_WHAT THE EXERCISE ASKS_. Reproduce word for word every line of the records between the line containing "# test: identify the floral" and the line containing "x=272 y=399", with both of those lines included.

_ENTRIES SUPPLIED_.
begin
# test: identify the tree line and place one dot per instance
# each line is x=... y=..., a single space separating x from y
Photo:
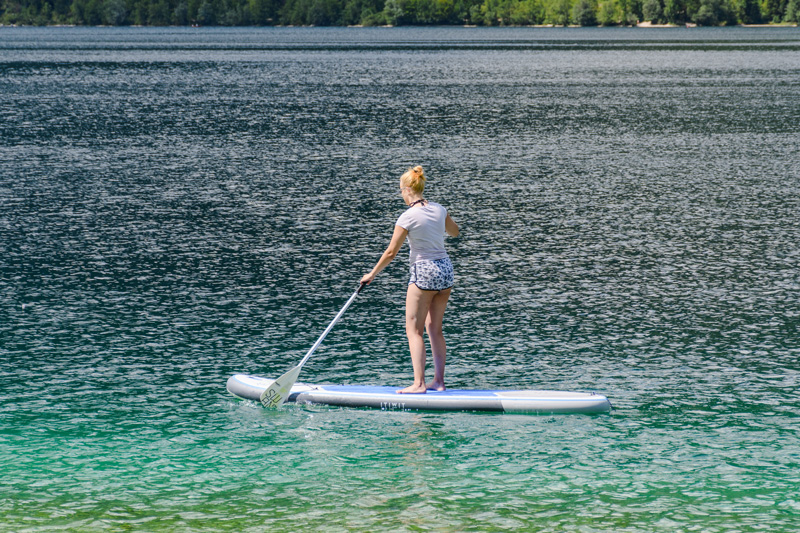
end
begin
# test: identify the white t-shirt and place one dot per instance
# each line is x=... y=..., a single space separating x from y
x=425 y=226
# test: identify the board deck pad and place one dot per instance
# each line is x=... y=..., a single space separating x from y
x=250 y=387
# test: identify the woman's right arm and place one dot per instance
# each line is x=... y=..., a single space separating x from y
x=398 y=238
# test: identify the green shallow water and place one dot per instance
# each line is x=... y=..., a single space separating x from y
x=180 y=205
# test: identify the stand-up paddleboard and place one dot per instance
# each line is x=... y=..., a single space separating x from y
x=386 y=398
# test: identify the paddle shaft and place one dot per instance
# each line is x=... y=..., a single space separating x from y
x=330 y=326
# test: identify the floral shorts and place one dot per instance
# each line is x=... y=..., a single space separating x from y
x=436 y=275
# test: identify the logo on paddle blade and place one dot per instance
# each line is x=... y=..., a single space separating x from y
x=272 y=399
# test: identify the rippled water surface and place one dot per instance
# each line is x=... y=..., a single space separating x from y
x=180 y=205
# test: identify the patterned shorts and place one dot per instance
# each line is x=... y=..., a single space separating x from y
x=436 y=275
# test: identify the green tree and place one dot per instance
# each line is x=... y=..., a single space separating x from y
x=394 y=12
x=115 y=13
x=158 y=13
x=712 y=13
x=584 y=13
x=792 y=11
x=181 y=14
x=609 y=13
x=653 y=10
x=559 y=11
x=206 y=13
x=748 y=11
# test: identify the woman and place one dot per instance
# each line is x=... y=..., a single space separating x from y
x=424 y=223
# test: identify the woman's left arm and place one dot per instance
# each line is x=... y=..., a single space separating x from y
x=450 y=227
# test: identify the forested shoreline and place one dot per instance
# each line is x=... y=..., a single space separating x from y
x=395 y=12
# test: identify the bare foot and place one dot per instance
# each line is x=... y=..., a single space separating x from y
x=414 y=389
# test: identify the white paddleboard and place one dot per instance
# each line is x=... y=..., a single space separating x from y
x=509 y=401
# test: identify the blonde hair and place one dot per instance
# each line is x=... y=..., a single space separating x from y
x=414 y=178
end
begin
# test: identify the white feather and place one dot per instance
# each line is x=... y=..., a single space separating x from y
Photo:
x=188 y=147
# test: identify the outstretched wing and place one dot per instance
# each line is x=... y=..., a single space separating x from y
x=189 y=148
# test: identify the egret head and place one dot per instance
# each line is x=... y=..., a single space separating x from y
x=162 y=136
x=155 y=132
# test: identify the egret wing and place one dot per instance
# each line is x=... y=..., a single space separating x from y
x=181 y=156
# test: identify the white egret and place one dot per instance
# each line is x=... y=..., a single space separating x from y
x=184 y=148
end
_COMPLETED TASK_.
# test: identify the floral shorts and place one dot per instance
# each line is x=... y=..., a single space separating x from y
x=436 y=275
# test: identify the logo on paddle blade and place one dot per instance
# each line is x=... y=..., a single space separating x from y
x=272 y=399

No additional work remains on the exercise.